> [Texte à lire]:
┄┄┄┄┄┄
Certains intérieurs campagnards présentent le spectacle d’un inconscient cynisme.

Lorsqu’on parcourt la brousse, on rencontre souvent le dimanche, par les chemins, des groupes ainsi composés : un colon, sa femme, ses enfans, deux ou trois condamnés. Ces gens se promènent d’un pas de flâneurs, causant et riant gentiment en bons bourgeois qui jouissent du repos hebdomadaire ; les enfans gambadent, jouent avec les condamnés, les tirent par leurs vareuses, les taquinent, se pendent à leurs bras ; et la mère contemple ces ébats d’un œil attendri. On est heureux et calme, la conscience est tranquille, et, en rentrant, on soupera de bon cœur à l’ombre du grand kaori qui abrite la maison.

Chez un tuilier des environs de Nouméa, c’était mieux encore. On se réunissait le soir, entre voisins ; deux condamnés mélomanes, au service du maître de céans, s’armaient, l’un d’une flûte, l’autre d’un piston, et régalaient « la société » des plus jolis morceaux de leur répertoire. On chantait, on buvait et on dansait sous la coudrette, la musique adoucit les mœurs. À vrai dire, les virtuoses étaient médiocres, car tous les instrumentistes d’une certaine force sont accaparés par la fanfare de la Transportation[4], mais il faut profiter de ce qu’on a, et puis à la campagne… Par une juste compensation, si l’artiste est rare, le bachelier abonde et n’est pas moins apprécié. Rien de plus commode, en effet, pour un colon dégagé de nos préjugés continentaux, que d’avoir sous la main, dans ce pays à peu près dépourvu d’écoles, un professeur capable de faire pénétrer ses enfans dans les arcanes de la grammaire, de fortifier leur esprit et leur cœur par l’austère étude de l’histoire. Quelle singulière notion du bien et du mal auront plus tard ces pauvres petits créoles !
┄┄┄┄┄┄
> [Entrées extraites]:
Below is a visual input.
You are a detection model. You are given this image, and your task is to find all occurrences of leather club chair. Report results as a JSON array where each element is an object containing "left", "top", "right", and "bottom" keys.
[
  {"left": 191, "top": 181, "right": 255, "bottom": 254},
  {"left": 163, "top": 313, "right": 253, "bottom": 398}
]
┄┄┄┄┄┄
> [Consignes]:
- 1) D'après le texte sur les colons et les condamnés, pourquoi les musiciens du tuilier étaient-ils médiocres ? Répondez en une à trois phrases.
- 2) Répondez brièvement à ces questions sur le texte à lire :
(a) Quel arbre abrite la maison du colon ?
(b) De quels instruments jouaient les deux condamnés mélomanes ?
(c) Quel métier exerçait l'homme des environs de Nouméa chez qui l'on se réunissait le soir ?
- 3) Prolongez le texte sur les colons et les condamnés à partir de « Quelle singulière notion du bien et du mal auront plus tard ces pauvres petits créoles ! ».
Les items n'ont aucun rapport avec le texte.

> [Réponses par consigne]:
- 1) Les musiciens étaient médiocres parce que tous les instrumentistes d'une certaine force sont accaparés par la fanfare de la Transportation. Le tuilier devait donc se contenter de ce qu'il avait.

- 2)
(a) Un grand kaori.
(b) L'un jouait de la flûte, l'autre du piston.
(c) Il était tuilier.

- 3)
On peut juger par ces traits combien on a manqué de clairvoyance en essayant de faire fusionner, avant le moment psychologique, la population libre avec la population pénale. Il est très difficile, il est même impossible de reprendre certains dons funestes quand on a eu l’imprudence de les faire et on ne saurait songer à remettre en tutelle un pays émancipé trop jeune ; mais il faut veiller sur sa santé.

Ce ne serait porter atteinte, j’imagine, à aucun droit, à aucune liberté légitime, que de placer par la réintégration de leurs « engagés, » les colons néo-calédoniens dans la situation où se trouvent nos concitoyens de la Réunion ou des Antilles.

Qu’arriverait-il ? simplement ceci :

Chacun travaillerait soi-même au lieu de faire travailler les autres, en même temps que le far-niente cesserait de régner en maître, les marchands de « tafia, » voyant leur clientèle diminuer, boucleraient leurs malles, le niveau de la moralité publique hausserait de plusieurs degrés.

L’État continuerait son œuvre dans des conditions normales et logiques. Après s’être donné beaucoup de peine pour redresser quelques arbres tordus et déformés, il n’aurait plus l’ennui de voir des mains maladroites ou ignorantes couper trop tôt ses ligatures, enlever prématurément ses tuteurs et tout compromettre.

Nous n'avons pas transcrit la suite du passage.